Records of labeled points
↓
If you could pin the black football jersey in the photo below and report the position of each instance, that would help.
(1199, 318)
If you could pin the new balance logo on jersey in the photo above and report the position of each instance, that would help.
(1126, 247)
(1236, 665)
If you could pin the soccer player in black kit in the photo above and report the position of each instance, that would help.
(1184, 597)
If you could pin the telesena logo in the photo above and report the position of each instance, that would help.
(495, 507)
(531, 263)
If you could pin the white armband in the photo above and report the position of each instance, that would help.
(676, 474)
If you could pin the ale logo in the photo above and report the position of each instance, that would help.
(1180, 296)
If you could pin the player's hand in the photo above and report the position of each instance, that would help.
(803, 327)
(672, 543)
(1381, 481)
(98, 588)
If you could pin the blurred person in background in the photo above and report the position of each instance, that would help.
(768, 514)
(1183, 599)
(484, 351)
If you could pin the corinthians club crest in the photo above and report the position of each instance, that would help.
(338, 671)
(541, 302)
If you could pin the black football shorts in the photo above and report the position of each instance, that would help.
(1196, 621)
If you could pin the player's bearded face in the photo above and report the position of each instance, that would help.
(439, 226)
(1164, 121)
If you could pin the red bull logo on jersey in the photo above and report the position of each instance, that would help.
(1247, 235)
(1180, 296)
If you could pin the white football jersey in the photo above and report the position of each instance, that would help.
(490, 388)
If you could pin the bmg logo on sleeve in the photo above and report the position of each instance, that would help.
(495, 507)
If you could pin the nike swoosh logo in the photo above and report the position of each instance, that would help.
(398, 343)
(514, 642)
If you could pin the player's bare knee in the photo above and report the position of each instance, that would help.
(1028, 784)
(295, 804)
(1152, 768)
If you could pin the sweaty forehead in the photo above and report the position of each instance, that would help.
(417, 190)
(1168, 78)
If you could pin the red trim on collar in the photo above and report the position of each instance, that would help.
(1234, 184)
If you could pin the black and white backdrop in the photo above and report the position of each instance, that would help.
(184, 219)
↑
GOAL:
Copy all of the items above word for word.

FULL ANSWER:
If you could pin the black football jersey in the photo below and report the position of each instance, that would help.
(1199, 318)
If you could pin the new balance logo on jersey in the photo above and report the position of each instance, that would help.
(1126, 247)
(1236, 665)
If you could pin the soccer player in black kit in the photo above and report the position of each instance, that would help.
(1184, 597)
If you could pin the telesena logo in the photo above and report the position of each instance, that would help.
(495, 507)
(531, 263)
If you could pin the white armband in the photo above and report the position of each instance, that would help.
(676, 474)
If you could pin the ale logo in the photo above and report the position of each instance, that would help.
(1180, 296)
If you could pin the player's hand in the photo above and report the position of each instance, that would help.
(803, 327)
(672, 543)
(1381, 481)
(98, 588)
If you could pin the blurred person in background in the photo above and report the position of each instance, that would help.
(768, 514)
(1183, 599)
(484, 351)
If you could pin the corinthians club crest in the photo above and report the position of each instance, that would help.
(338, 671)
(541, 302)
If you could pin the black football shorts in the photo above and report the position of each instance, that would help.
(1196, 621)
If you could pin the player's bearded face in the photo above and report the position of each instance, that would help.
(439, 226)
(1164, 121)
If you could pin the red bull logo on jersey in the photo above and report the position of each instance, that would help.
(1247, 235)
(1180, 296)
If you could pin the white football jersey in the photo above and report the position of each instance, that would help.
(490, 388)
If you could pin the bmg logo on sleeve in the photo above and report the position of each instance, that would help.
(495, 507)
If you could pin the nike swoosh logo in the photo above and report the position of each instance, that would help.
(398, 343)
(514, 642)
If you could pin the player's bare knee in the photo above and report the position of each instance, that would help.
(1028, 784)
(295, 804)
(1152, 768)
If you could pin the sweaty forehead in the photo above and report the position of each instance, that would help.
(417, 190)
(1168, 78)
If you could pin the red trim on collar in the photo above and report the position of each instance, that would help.
(1234, 184)
If you could pin the black and white backdrop in the photo above and report the position of each instance, that would help.
(184, 219)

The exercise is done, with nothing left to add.